**WHAT TO DO**
Restate all of the data precisely, omitting nothing.

Extracted records:
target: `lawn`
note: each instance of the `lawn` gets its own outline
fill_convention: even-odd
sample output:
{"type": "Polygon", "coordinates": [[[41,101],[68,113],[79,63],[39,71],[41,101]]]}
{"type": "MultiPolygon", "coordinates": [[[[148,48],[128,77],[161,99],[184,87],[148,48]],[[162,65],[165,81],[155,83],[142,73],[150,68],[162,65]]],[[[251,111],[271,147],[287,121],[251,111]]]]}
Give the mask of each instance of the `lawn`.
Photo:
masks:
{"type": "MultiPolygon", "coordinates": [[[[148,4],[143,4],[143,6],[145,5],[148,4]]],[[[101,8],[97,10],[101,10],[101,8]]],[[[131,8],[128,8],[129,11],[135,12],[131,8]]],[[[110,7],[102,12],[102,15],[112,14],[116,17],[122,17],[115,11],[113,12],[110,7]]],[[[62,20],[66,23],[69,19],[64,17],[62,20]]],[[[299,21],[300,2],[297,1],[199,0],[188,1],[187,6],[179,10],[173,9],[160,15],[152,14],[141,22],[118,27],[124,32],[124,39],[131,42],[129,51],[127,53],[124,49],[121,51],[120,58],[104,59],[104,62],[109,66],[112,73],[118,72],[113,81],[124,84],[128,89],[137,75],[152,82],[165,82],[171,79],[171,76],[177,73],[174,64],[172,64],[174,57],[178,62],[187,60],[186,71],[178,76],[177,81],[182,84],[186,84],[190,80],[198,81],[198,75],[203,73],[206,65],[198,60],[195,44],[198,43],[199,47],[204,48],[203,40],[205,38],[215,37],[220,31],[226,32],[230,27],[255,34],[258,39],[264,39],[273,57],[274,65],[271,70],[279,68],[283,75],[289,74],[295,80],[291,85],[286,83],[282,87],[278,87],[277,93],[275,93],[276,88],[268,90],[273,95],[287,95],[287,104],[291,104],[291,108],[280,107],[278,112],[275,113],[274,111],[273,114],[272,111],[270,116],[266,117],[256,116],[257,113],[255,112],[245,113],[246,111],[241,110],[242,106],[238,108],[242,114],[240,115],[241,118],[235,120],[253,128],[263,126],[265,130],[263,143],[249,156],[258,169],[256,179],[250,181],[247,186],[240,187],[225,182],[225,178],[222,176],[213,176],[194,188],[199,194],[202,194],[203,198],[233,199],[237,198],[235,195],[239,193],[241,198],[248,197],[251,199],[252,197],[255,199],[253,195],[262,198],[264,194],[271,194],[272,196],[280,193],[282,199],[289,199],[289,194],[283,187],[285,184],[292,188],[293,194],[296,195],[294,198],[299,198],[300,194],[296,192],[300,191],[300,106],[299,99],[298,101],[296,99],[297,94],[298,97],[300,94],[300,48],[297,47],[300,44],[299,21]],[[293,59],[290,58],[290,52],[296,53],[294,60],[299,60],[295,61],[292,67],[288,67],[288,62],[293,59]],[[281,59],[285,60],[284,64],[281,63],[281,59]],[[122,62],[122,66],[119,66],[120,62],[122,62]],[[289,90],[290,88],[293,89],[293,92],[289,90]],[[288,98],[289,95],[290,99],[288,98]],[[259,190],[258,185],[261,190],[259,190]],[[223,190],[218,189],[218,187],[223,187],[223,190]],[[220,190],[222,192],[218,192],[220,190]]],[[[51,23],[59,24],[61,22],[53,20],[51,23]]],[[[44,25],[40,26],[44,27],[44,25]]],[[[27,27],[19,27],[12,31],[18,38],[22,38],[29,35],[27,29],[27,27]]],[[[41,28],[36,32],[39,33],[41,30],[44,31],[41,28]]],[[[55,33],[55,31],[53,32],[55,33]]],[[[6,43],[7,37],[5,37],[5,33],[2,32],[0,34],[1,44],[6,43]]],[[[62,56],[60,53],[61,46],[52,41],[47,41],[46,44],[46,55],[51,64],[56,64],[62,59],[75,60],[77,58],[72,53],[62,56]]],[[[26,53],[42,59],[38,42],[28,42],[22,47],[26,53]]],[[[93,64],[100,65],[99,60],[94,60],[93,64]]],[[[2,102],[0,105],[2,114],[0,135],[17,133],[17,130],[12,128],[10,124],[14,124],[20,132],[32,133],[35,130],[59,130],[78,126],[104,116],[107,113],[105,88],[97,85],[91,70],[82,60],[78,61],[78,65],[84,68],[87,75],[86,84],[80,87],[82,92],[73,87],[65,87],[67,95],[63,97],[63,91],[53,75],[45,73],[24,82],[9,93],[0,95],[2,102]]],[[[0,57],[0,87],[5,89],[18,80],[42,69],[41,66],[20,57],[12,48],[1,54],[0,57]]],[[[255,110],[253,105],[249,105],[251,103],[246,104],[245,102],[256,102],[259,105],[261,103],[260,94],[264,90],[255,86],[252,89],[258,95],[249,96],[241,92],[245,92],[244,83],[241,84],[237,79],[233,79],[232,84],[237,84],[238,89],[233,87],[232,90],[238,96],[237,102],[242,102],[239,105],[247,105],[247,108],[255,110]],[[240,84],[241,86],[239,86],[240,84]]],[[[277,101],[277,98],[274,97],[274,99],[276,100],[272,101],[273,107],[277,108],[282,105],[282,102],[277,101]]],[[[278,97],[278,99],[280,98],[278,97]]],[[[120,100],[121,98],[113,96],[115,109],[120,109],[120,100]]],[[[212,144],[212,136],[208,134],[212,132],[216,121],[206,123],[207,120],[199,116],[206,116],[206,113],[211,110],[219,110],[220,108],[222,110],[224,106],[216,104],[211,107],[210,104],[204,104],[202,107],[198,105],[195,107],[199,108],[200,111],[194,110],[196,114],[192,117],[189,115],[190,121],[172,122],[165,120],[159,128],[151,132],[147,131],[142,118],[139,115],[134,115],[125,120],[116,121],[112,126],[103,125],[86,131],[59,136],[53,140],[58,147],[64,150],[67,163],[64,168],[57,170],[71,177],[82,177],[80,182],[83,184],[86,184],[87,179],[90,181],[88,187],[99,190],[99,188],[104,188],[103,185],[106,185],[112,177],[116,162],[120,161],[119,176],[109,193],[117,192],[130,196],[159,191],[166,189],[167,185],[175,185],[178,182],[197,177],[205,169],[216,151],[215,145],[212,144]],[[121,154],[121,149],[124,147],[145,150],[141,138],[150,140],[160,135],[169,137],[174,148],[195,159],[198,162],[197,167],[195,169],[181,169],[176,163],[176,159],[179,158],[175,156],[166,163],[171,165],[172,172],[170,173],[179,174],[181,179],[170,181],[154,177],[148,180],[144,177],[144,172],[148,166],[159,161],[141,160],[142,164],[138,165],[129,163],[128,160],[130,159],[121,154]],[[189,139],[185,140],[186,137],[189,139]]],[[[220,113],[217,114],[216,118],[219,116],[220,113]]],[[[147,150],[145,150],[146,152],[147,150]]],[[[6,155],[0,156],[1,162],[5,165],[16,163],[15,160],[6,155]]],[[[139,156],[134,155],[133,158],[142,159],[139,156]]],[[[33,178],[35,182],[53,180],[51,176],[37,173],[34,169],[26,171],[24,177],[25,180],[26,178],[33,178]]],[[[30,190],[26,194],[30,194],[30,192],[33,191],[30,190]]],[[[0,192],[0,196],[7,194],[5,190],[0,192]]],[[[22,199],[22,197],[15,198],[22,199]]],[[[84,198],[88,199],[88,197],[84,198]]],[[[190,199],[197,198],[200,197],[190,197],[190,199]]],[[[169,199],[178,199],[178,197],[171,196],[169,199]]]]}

**YOUR SOLUTION**
target: `lawn`
note: each instance of the `lawn` gets its own outline
fill_convention: even-odd
sample output:
{"type": "Polygon", "coordinates": [[[41,101],[68,113],[79,63],[39,71],[41,101]]]}
{"type": "MultiPolygon", "coordinates": [[[[148,48],[128,77],[161,99],[184,87],[148,48]],[[162,65],[165,81],[155,83],[142,73],[150,68],[162,65]]],[[[251,111],[271,147],[287,121],[251,111]]]]}
Give the mask of each instance of the `lawn`.
Photo:
masks:
{"type": "MultiPolygon", "coordinates": [[[[148,4],[143,4],[143,6],[145,5],[148,4]]],[[[101,8],[97,10],[101,10],[101,8]]],[[[131,8],[128,8],[129,11],[135,12],[131,8]]],[[[110,7],[102,12],[102,15],[112,14],[116,17],[122,17],[115,11],[113,12],[110,7]]],[[[62,20],[66,23],[69,19],[64,17],[62,20]]],[[[299,21],[300,2],[297,1],[199,0],[188,1],[187,6],[179,10],[173,9],[160,15],[152,14],[141,22],[118,27],[124,32],[124,39],[131,42],[129,51],[127,53],[124,49],[121,51],[120,58],[104,59],[104,62],[109,66],[112,73],[118,72],[113,81],[124,84],[128,89],[137,75],[152,82],[165,82],[171,79],[171,76],[177,73],[174,64],[172,64],[174,57],[178,62],[187,60],[186,71],[178,76],[177,81],[182,84],[186,84],[190,80],[198,81],[198,75],[203,73],[206,65],[198,60],[195,44],[198,43],[199,47],[204,48],[203,40],[205,38],[215,37],[220,31],[226,32],[230,27],[255,34],[258,39],[264,39],[273,57],[274,65],[271,70],[279,68],[283,75],[289,74],[295,80],[291,85],[286,83],[282,87],[278,87],[277,93],[275,93],[276,88],[268,90],[273,95],[287,95],[287,104],[291,104],[291,108],[280,107],[278,112],[275,113],[274,111],[273,114],[272,111],[270,116],[266,117],[256,116],[257,113],[255,112],[245,113],[246,111],[241,110],[242,106],[238,108],[242,114],[240,115],[241,118],[235,120],[253,128],[263,126],[265,130],[263,143],[249,156],[258,169],[256,179],[250,181],[247,186],[240,187],[225,182],[225,178],[222,176],[213,176],[194,188],[199,194],[202,194],[203,198],[233,199],[237,198],[235,195],[239,193],[241,198],[248,197],[251,199],[252,197],[255,199],[253,195],[262,198],[264,194],[271,194],[272,196],[280,193],[282,199],[289,199],[289,194],[283,187],[285,184],[292,188],[293,194],[296,195],[294,198],[299,198],[300,194],[296,192],[300,191],[300,106],[299,99],[298,101],[296,99],[297,94],[298,97],[300,94],[300,48],[297,47],[300,44],[299,21]],[[293,59],[290,58],[290,52],[296,53],[294,60],[299,60],[295,61],[292,67],[288,67],[288,62],[293,59]],[[281,59],[285,60],[284,64],[281,63],[281,59]],[[122,62],[122,66],[119,66],[120,62],[122,62]],[[289,90],[290,88],[293,89],[293,92],[289,90]],[[288,98],[289,95],[290,99],[288,98]],[[259,190],[258,185],[261,190],[259,190]],[[223,190],[218,189],[218,187],[223,187],[223,190]],[[220,190],[222,192],[218,192],[220,190]]],[[[51,23],[59,24],[61,22],[53,20],[51,23]]],[[[44,25],[40,26],[44,27],[44,25]]],[[[27,27],[19,27],[12,31],[18,38],[22,38],[29,35],[27,29],[27,27]]],[[[41,28],[36,32],[39,33],[41,30],[44,31],[41,28]]],[[[55,33],[55,31],[53,32],[55,33]]],[[[6,43],[7,37],[5,37],[5,33],[2,32],[0,34],[1,44],[6,43]]],[[[62,56],[60,53],[61,46],[52,41],[47,41],[46,44],[46,55],[51,64],[56,64],[62,59],[75,60],[77,58],[72,53],[62,56]]],[[[26,53],[42,59],[38,42],[28,42],[22,47],[26,53]]],[[[93,64],[100,65],[99,60],[94,60],[93,64]]],[[[2,102],[0,105],[2,114],[0,135],[17,133],[17,130],[12,128],[10,124],[14,124],[20,132],[32,133],[35,130],[59,130],[78,126],[104,116],[107,113],[105,88],[97,85],[91,70],[82,60],[78,61],[78,65],[84,68],[87,75],[86,84],[80,87],[82,92],[73,87],[65,87],[67,95],[63,97],[63,91],[53,75],[45,73],[24,82],[9,93],[0,95],[2,102]]],[[[0,57],[0,87],[5,89],[18,80],[42,69],[41,66],[20,57],[12,48],[1,54],[0,57]]],[[[255,110],[253,105],[249,105],[251,103],[246,104],[245,102],[256,102],[259,105],[261,103],[260,94],[264,90],[255,86],[252,89],[258,95],[249,96],[241,92],[245,92],[244,83],[241,84],[237,79],[233,79],[232,84],[237,84],[238,89],[233,87],[232,90],[238,96],[237,102],[242,102],[239,105],[247,105],[247,108],[255,110]],[[240,84],[241,86],[239,86],[240,84]]],[[[277,101],[277,98],[274,97],[274,99],[276,100],[272,101],[273,107],[277,108],[282,105],[282,102],[277,101]]],[[[278,97],[278,99],[280,98],[278,97]]],[[[120,100],[121,98],[113,96],[115,109],[120,109],[120,100]]],[[[212,144],[212,136],[208,134],[212,132],[216,121],[206,123],[207,120],[199,116],[206,116],[206,113],[211,110],[219,110],[220,108],[222,110],[224,106],[216,104],[211,107],[210,104],[204,104],[202,107],[198,105],[195,107],[199,108],[200,111],[194,110],[196,114],[192,117],[189,115],[190,121],[172,122],[165,120],[159,128],[151,132],[147,131],[142,118],[139,115],[134,115],[125,120],[116,121],[112,126],[103,125],[86,131],[59,136],[53,140],[58,147],[64,150],[67,163],[64,168],[57,170],[71,177],[82,177],[80,182],[83,184],[86,184],[87,179],[90,181],[88,187],[99,190],[99,188],[104,188],[103,185],[106,185],[112,177],[116,162],[120,161],[119,176],[109,193],[117,192],[130,196],[159,191],[166,189],[167,185],[175,185],[178,182],[197,177],[205,169],[216,151],[215,145],[212,144]],[[121,154],[121,149],[124,147],[145,150],[141,138],[150,140],[160,135],[169,137],[174,148],[195,159],[198,162],[197,167],[195,169],[181,169],[176,163],[176,159],[179,158],[175,156],[166,163],[171,165],[172,172],[170,173],[179,174],[181,179],[170,181],[154,177],[148,180],[144,177],[144,172],[148,166],[159,161],[141,160],[142,164],[138,165],[129,163],[128,160],[130,159],[121,154]],[[189,139],[185,140],[186,137],[189,139]]],[[[220,113],[217,114],[216,118],[219,116],[220,113]]],[[[147,150],[145,150],[146,152],[147,150]]],[[[6,155],[0,156],[1,162],[5,165],[16,163],[15,160],[6,155]]],[[[139,156],[134,155],[133,158],[142,159],[139,156]]],[[[33,178],[35,182],[53,180],[51,176],[37,173],[34,169],[26,171],[24,177],[25,180],[26,178],[33,178]]],[[[30,190],[26,194],[30,194],[30,192],[33,191],[30,190]]],[[[0,192],[0,196],[7,194],[5,190],[0,192]]],[[[22,199],[22,197],[15,198],[22,199]]],[[[84,198],[88,199],[88,197],[84,198]]],[[[190,199],[197,198],[200,197],[190,197],[190,199]]],[[[169,199],[178,199],[178,197],[171,196],[169,199]]]]}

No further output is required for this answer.